*** Dataset records ***
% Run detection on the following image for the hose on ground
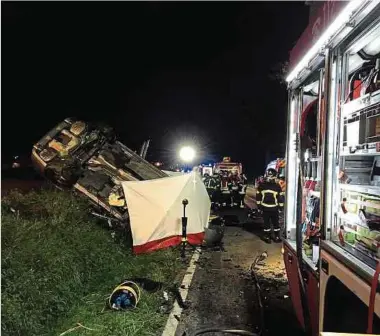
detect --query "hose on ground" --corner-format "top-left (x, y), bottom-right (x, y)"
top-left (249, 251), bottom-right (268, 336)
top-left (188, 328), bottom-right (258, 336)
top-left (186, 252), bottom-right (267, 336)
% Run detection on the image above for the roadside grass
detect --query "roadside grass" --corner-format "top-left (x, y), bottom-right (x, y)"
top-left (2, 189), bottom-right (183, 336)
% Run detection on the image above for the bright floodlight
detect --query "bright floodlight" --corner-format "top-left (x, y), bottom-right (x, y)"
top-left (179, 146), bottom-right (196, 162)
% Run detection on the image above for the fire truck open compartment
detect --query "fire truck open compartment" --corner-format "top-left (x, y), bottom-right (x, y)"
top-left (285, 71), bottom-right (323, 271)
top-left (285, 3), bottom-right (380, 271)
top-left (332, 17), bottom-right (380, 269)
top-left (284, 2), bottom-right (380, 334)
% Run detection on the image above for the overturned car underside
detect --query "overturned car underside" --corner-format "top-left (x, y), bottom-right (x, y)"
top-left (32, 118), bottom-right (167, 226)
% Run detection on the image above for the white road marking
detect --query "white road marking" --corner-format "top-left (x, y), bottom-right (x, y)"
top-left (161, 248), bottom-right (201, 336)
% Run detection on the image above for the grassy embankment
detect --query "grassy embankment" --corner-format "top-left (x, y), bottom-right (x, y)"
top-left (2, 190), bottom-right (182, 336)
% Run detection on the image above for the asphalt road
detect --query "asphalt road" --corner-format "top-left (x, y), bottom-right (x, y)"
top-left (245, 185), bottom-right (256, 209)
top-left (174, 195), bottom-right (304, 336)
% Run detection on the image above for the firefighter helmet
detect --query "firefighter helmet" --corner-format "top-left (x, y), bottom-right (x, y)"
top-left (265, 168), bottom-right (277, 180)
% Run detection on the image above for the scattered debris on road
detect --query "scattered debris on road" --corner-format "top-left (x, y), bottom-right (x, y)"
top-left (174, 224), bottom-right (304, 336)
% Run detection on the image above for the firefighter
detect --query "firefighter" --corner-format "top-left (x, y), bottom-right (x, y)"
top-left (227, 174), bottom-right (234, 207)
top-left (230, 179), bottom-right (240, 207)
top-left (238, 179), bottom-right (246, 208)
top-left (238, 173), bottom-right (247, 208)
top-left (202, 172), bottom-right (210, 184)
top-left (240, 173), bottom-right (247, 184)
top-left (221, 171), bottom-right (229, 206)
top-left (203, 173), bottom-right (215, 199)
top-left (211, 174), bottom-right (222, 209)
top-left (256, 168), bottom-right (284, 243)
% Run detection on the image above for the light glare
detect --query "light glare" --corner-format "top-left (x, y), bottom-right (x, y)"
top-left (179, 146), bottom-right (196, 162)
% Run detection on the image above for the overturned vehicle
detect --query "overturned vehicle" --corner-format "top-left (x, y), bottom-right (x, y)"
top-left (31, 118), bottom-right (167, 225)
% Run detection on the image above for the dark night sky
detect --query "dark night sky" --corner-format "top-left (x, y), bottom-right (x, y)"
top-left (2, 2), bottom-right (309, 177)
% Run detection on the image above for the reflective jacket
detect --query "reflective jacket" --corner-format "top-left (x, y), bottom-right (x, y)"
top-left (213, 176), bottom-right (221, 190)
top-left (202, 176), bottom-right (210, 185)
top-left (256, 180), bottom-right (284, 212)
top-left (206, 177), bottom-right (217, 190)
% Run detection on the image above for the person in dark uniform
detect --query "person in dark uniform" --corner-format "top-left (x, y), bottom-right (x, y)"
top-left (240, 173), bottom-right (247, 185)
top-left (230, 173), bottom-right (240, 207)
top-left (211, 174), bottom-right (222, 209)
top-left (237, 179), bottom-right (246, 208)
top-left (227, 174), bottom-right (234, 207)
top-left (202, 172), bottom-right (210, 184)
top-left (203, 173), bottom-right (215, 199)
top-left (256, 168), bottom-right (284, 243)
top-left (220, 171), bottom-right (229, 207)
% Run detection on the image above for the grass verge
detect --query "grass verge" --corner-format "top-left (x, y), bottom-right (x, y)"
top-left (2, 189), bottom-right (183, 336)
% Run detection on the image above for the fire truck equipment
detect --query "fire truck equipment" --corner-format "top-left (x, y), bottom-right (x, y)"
***
Assignment
Lines containing the word "equipment" are to be located in the entries and copied.

Written solution
% Run detection on the image above for the fire truck equipment
detect --query "fire truck equipment" --corner-format "top-left (x, y), bottom-right (x, y)"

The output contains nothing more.